Region pointing data:
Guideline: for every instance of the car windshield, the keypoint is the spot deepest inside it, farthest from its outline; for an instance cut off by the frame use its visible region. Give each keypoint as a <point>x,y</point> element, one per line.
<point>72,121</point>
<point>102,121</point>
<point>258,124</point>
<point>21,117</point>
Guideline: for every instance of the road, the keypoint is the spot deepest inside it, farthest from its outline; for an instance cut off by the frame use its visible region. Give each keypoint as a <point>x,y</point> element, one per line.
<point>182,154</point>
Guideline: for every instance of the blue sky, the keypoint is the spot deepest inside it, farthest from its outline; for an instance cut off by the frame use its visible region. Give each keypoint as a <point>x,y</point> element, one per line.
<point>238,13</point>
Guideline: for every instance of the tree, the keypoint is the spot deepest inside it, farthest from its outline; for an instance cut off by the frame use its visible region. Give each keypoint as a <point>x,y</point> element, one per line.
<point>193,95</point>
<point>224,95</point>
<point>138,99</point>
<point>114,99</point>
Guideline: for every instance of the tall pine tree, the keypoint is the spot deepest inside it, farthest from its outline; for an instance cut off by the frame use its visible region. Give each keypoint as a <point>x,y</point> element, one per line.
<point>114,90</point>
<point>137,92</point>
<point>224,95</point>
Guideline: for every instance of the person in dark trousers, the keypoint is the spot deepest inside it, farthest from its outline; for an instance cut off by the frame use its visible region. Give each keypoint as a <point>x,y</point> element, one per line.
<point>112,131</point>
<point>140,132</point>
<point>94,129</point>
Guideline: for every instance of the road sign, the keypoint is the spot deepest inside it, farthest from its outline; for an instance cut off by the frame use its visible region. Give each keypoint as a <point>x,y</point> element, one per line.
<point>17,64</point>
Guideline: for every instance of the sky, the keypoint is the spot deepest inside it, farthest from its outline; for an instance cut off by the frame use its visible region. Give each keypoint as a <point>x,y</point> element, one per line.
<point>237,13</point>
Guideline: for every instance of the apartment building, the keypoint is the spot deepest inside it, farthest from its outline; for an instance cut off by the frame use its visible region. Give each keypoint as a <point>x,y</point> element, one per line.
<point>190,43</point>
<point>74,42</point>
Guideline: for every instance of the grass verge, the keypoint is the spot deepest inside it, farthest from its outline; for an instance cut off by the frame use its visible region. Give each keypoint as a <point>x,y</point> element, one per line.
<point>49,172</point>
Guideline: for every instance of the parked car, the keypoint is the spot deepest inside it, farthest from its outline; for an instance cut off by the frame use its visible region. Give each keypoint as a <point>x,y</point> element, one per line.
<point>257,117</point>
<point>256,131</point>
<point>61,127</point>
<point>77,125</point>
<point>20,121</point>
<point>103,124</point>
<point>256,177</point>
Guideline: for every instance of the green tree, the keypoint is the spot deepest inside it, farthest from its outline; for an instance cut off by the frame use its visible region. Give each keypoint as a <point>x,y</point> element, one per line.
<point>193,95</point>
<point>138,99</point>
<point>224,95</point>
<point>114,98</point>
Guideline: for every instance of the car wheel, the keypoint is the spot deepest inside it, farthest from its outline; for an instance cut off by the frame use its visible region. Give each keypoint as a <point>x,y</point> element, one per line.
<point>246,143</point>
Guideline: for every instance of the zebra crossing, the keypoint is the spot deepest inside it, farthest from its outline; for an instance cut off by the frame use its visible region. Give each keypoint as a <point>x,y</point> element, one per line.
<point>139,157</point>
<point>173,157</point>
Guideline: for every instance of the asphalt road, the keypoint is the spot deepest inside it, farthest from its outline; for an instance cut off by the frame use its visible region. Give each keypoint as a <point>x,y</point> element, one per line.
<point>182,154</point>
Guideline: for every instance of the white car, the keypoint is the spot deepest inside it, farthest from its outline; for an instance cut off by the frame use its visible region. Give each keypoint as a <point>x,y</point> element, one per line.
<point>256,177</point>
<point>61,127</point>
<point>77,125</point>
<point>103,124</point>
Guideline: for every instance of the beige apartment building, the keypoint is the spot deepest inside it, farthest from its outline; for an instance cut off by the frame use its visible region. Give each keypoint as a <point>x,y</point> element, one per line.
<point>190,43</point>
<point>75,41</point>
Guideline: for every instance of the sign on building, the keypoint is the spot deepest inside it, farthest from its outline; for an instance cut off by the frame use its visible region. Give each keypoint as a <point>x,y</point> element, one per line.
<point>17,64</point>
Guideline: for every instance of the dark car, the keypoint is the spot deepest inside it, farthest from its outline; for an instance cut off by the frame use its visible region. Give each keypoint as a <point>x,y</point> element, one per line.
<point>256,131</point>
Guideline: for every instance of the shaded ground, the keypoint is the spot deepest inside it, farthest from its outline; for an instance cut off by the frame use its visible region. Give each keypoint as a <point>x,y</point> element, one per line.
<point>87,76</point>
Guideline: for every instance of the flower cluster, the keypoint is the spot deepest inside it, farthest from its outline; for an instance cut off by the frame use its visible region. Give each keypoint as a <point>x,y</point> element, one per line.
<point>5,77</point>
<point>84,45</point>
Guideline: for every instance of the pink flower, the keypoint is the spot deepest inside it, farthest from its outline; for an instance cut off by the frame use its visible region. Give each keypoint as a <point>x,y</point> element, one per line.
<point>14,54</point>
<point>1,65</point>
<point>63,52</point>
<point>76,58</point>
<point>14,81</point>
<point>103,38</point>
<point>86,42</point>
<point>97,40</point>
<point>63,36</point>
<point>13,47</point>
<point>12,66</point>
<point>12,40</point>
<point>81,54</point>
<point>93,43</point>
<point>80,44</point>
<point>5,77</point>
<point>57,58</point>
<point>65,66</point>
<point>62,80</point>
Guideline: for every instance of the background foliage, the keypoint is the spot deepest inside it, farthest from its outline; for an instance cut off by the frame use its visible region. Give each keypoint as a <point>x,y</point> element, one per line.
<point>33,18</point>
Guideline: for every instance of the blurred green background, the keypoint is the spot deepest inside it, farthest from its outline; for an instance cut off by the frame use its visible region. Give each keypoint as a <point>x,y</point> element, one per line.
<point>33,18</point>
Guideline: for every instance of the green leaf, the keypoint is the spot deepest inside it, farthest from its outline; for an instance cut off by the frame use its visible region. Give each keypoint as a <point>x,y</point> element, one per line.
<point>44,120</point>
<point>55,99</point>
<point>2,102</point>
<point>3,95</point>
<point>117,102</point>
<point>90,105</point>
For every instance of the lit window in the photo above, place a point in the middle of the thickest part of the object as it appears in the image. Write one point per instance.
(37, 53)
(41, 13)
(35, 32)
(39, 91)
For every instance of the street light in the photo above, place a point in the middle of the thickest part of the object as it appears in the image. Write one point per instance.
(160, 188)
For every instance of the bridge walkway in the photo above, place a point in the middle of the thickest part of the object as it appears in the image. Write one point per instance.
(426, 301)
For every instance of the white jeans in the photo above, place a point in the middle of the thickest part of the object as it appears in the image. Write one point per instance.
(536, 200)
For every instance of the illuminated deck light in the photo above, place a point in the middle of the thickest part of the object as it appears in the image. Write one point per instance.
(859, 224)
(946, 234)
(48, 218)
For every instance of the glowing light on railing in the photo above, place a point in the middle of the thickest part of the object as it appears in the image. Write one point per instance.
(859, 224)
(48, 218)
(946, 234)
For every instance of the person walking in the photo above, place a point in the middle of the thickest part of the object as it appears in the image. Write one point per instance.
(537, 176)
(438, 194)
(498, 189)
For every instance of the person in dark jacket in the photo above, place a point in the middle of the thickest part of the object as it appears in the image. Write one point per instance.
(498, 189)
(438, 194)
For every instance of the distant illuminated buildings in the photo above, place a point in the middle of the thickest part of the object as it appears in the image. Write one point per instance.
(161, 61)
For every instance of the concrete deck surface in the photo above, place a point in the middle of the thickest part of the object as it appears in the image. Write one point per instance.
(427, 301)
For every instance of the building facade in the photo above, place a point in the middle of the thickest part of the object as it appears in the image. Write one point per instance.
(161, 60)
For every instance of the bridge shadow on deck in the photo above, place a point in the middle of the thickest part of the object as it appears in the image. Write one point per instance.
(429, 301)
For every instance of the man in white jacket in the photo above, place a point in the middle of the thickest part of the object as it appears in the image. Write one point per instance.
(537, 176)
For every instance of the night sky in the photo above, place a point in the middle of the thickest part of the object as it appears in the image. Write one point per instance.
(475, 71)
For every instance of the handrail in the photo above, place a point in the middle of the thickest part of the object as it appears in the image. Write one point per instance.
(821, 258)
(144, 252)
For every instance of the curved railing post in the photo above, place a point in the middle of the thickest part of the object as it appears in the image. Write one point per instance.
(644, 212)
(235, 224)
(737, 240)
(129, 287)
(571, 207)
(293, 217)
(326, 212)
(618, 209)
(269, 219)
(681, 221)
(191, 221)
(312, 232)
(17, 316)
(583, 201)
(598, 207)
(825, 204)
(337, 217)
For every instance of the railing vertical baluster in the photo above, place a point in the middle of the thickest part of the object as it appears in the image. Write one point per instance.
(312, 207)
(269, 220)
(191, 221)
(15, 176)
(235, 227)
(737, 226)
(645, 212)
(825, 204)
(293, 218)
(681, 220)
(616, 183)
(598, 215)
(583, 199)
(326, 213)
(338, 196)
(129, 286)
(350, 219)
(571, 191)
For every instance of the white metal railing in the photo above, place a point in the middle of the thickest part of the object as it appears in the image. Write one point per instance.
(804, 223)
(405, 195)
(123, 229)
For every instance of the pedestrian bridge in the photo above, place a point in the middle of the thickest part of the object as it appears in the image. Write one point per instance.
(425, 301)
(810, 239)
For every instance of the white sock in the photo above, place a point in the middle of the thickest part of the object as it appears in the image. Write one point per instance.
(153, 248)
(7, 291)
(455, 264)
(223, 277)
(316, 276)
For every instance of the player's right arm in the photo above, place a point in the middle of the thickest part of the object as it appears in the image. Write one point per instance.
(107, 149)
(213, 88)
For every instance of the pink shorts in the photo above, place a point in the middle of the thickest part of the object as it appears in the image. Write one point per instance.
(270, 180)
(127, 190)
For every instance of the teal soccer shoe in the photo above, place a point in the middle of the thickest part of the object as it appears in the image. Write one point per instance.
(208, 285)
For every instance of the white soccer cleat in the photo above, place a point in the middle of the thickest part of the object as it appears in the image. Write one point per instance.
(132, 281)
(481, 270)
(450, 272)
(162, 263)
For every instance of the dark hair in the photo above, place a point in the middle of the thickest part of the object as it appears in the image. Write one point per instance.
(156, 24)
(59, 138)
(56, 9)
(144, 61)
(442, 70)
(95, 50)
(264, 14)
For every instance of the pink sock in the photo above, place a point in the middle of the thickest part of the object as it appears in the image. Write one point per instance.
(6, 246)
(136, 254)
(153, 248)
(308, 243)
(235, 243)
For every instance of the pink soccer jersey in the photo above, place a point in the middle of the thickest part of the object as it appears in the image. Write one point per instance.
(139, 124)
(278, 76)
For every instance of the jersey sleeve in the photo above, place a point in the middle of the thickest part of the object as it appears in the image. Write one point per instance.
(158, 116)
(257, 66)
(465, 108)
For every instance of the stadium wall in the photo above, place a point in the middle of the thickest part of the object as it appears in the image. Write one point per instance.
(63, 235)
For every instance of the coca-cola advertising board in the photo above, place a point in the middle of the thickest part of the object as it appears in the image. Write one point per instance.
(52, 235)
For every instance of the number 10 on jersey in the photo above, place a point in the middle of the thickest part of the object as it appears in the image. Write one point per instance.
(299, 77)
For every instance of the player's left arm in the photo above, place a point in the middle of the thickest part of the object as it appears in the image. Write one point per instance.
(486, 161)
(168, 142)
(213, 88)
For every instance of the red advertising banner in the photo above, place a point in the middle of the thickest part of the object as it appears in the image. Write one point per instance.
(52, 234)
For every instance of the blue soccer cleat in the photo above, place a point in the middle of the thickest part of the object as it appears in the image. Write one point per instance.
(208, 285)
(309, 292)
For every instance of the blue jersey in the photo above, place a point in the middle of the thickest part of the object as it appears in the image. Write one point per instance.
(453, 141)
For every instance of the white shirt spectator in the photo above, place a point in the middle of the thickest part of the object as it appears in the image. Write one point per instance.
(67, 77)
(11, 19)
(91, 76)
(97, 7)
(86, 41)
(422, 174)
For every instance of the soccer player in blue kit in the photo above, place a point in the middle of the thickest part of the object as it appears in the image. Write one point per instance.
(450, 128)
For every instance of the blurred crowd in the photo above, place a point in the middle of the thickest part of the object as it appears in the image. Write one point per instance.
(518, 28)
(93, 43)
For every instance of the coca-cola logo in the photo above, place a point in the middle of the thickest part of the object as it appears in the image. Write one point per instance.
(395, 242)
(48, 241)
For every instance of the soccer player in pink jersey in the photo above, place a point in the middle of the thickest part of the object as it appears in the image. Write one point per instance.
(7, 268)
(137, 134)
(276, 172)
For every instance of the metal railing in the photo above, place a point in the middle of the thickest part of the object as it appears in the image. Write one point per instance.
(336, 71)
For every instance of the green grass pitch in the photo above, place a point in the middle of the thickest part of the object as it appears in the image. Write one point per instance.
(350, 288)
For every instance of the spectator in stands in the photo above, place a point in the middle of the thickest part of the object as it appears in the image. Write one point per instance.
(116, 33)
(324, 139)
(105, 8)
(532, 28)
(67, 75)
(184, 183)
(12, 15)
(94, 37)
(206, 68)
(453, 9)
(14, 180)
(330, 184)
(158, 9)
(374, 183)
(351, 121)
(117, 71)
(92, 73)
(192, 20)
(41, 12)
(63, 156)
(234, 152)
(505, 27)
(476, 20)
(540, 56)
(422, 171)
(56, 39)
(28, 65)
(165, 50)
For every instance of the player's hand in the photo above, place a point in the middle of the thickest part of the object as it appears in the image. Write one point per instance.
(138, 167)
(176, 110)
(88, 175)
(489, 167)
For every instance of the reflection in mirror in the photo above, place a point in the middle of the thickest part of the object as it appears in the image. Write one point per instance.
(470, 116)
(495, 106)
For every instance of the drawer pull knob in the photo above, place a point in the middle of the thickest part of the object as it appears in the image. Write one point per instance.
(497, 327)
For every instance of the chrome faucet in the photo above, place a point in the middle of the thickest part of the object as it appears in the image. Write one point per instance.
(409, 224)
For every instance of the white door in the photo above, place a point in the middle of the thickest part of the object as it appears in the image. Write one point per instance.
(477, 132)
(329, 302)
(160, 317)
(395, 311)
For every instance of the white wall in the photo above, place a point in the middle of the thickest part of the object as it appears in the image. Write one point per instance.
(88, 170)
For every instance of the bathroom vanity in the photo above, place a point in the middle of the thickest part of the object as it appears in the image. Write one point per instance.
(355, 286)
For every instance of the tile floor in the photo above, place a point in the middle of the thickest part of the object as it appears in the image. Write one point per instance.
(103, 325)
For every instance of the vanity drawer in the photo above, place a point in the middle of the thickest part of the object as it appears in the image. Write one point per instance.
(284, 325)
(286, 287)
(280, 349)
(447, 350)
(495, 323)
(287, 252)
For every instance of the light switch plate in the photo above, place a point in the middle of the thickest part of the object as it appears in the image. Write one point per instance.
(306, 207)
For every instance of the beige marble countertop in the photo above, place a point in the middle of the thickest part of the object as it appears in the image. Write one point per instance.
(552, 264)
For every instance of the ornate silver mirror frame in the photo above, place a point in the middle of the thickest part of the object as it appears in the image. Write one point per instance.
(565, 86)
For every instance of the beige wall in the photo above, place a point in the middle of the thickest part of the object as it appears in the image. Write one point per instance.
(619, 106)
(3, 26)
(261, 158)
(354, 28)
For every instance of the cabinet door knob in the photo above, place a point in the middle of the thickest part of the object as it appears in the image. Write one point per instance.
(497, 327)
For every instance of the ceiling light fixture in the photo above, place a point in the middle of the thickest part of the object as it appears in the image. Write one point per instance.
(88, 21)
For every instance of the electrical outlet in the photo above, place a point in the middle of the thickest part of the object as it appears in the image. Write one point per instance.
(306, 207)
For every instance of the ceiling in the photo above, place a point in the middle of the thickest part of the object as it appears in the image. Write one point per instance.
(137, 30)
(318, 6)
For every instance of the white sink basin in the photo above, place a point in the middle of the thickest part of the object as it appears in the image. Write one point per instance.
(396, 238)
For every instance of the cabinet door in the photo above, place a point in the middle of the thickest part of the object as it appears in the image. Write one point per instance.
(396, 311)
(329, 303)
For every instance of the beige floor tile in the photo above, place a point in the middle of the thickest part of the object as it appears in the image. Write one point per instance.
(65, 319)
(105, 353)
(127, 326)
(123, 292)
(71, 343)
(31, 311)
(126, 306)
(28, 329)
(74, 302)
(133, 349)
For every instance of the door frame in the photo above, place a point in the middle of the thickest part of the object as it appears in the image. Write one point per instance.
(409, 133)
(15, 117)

• [What you should do]: Please write out exactly the line containing "For every instance of the electrical" and every line after it through the end of the records, nothing more.

• [Response to this task]:
For every instance of the electrical outlet in the photo above, place a point in the middle of the thickest part of the object as it appears in the image. Write one point per instance.
(306, 207)
For every instance of the ceiling in the photo above, place a point in the middle of the thickest part of the object as it appears in the image. Write one point per instance.
(137, 30)
(318, 6)
For every instance of the white sink basin in the photo above, place a point in the middle of the thickest part of the object as it appears in the image. Write one point per instance.
(396, 238)
For every instance of the cabinet door in the photo above, place a point in the middle of the thickest part of the object as it appears in the image. Write one point per instance.
(396, 311)
(329, 303)
For every instance of the beige floor tile in the photo above, place a point in the middle of the thickest part of the object as it appears in the image. Write one point per instance.
(65, 319)
(105, 353)
(127, 326)
(123, 292)
(71, 343)
(31, 311)
(126, 306)
(28, 329)
(74, 302)
(133, 349)
For every instance of the door frame in the photo above, place a point in the middle of the thickest part of the object as it appears in the image. Write one point per instance.
(409, 133)
(15, 117)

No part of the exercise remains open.